**STATED EXERCISE:** Locate each line of the items below that contains the word "water", and copy those lines out.

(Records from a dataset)
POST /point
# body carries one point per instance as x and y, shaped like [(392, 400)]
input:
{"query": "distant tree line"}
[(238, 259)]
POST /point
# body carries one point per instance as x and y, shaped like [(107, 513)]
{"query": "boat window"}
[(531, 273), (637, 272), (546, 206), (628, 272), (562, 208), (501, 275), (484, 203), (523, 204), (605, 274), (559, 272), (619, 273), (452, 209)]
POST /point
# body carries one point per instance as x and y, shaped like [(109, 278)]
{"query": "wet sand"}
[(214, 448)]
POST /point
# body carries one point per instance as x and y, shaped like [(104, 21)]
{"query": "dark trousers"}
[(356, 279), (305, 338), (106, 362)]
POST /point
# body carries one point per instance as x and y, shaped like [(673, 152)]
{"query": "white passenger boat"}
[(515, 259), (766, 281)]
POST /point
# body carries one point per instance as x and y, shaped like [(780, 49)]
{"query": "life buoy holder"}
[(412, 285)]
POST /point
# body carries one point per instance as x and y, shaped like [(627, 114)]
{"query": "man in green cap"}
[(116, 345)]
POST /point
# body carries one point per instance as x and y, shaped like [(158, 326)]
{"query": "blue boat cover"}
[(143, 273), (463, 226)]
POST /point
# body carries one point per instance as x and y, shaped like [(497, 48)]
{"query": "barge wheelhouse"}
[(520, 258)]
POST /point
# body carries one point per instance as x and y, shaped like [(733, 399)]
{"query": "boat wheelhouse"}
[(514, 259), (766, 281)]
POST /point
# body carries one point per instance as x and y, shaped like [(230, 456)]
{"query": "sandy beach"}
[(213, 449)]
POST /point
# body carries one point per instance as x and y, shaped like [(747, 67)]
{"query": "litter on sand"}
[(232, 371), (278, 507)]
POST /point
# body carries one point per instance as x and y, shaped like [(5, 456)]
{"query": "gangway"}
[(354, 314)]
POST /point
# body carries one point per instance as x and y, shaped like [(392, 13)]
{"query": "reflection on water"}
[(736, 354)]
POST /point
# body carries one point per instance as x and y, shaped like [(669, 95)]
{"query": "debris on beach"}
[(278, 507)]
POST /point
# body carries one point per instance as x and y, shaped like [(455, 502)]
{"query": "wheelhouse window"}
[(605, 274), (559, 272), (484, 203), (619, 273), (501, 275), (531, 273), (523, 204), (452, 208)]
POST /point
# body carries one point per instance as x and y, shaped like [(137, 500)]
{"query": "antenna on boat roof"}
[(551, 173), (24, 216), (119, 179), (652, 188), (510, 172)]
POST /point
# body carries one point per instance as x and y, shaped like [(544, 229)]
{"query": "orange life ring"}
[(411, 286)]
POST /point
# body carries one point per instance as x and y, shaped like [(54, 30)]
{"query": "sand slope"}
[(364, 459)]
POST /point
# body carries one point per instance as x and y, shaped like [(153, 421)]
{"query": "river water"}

**CORRECT RESPONSE:**
{"query": "reflection on water"}
{"query": "river water"}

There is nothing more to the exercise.